> STATED GOAL
Change "golden rock face" to "amber rock face" in the entries starting at the line containing "point: wet rock" and ending at the line containing "point: shallow water", and give only those lines, with nothing else altered.

> DATA

☆ ☆ ☆ ☆

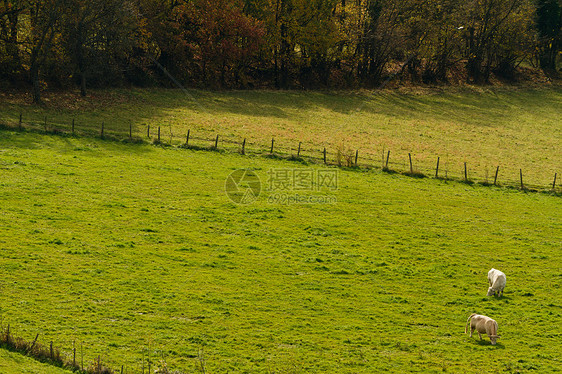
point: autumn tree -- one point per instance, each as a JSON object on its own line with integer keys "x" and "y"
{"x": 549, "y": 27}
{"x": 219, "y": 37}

☆ ☆ ☆ ☆

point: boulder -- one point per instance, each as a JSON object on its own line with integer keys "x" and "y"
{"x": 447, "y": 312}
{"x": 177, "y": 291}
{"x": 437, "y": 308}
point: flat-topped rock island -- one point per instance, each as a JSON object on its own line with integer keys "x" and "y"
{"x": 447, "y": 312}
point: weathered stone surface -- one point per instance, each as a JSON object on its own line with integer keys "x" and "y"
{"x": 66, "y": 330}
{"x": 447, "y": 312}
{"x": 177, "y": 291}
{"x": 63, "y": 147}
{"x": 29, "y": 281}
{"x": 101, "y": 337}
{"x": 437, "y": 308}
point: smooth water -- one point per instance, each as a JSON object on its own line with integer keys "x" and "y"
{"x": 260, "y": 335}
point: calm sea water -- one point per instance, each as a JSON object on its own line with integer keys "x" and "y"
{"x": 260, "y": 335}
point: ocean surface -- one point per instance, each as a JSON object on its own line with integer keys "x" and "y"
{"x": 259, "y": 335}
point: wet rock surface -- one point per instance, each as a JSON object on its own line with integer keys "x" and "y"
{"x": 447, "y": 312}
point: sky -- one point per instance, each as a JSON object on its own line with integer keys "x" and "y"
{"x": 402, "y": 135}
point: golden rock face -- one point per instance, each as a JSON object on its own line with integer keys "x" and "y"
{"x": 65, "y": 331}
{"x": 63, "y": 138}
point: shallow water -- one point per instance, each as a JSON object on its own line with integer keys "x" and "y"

☆ ☆ ☆ ☆

> OUTPUT OF THE TASK
point: wet rock surface -- one point per instance, each as a JSON object on its own line with integer keys "x" and "y"
{"x": 447, "y": 312}
point: sky -- one point per instance, each as a JSON object on its own line with integer keys "x" and "y"
{"x": 402, "y": 135}
point: amber rock face -- one point per instance, each as a JSON object on its own line with integer keys "x" and "y"
{"x": 65, "y": 331}
{"x": 63, "y": 138}
point: shallow water -- one point per instance, each as a JSON object on its own line with integer keys "x" and "y"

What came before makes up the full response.